Single by Unwritten Law

from the album Elva
- Released: November 6, 2001
- Recorded: 2001
- Studio: Total Access, Redondo Beach, California
- Genre: Punk rock; pop rock;
- Length: 3:03
- Label: Interscope
- Songwriters: Rob Brewer; Pat "PK" Kim; Steve Morris; Scott Russo; Wade Youman;
- Producers: Miguel; Unwritten Law; John Shanks; Steve Morris; Scott Russo;

Unwritten Law singles chronology
| "Lonesome" (2000) | "Up All Night" (2001) | "Seein' Red" (2002) |

Music video
- "Up All Night" on YouTube

= Up All Night (Unwritten Law song) =

"Up All Night" is a song by the San Diego–based rock band Unwritten Law, released as the first single from the band's 2002 album Elva. It was written by singer Scott Russo and produced by Michael "Miguel" Happoldt. It was their second song to chart, reaching number 14 on Billboard's Modern Rock Tracks chart.

● ● ●

Stated exercise 1:
Answer these questions from the song profile:
(a) At which studio was the single recorded?
(b) Which single follows "Up All Night" in the band's singles chronology?
(c) What position did the song reach on Billboard's Modern Rock Tracks chart?
Stated exercise 2: Revise the song profile by giving everything from "Unwritten Law singles" down to "Rock Tracks chart." again, with "first single" replaced by "lead single".
The data that follows is separate material and is not part of the song profile.

Recorded data:
● ● ●

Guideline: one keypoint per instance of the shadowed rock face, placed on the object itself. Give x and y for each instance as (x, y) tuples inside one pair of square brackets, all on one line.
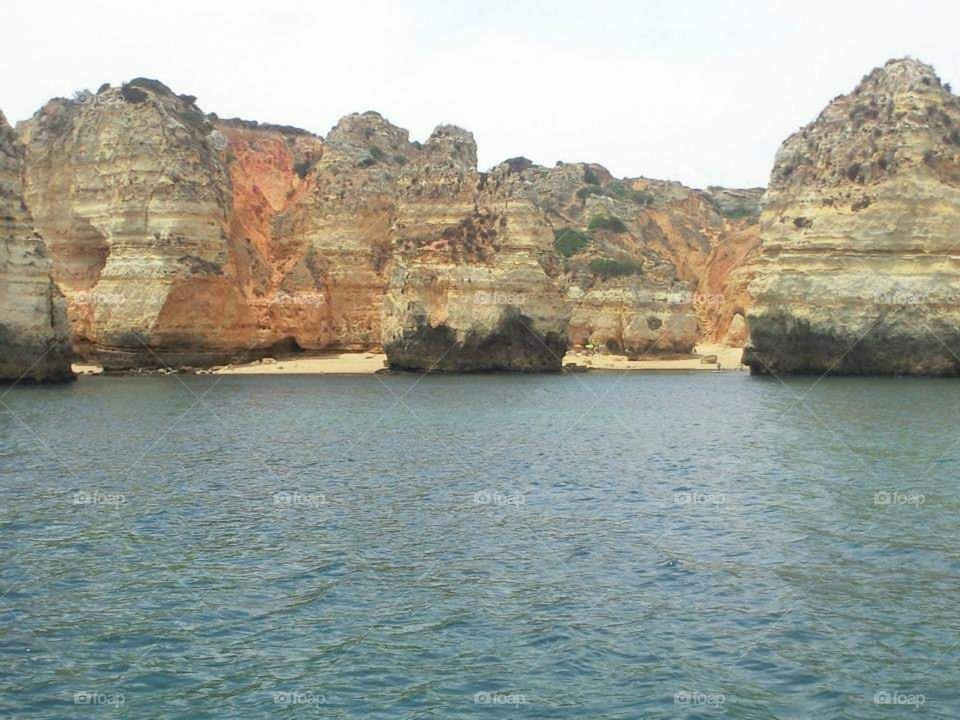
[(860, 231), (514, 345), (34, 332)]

● ● ●

Exercise result 1:
(a) Total Access, Redondo Beach, California
(b) "Seein' Red" (2002)
(c) Number 14

Exercise result 2:
Unwritten Law singles chronology
| "Lonesome" (2000) | "Up All Night" (2001) | "Seein' Red" (2002) |

Music video
- "Up All Night" on YouTube

= Up All Night (Unwritten Law song) =

"Up All Night" is a song by the San Diego–based rock band Unwritten Law, released as the lead single from the band's 2002 album Elva. It was written by singer Scott Russo and produced by Michael "Miguel" Happoldt. It was their second song to chart, reaching number 14 on Billboard's Modern Rock Tracks chart.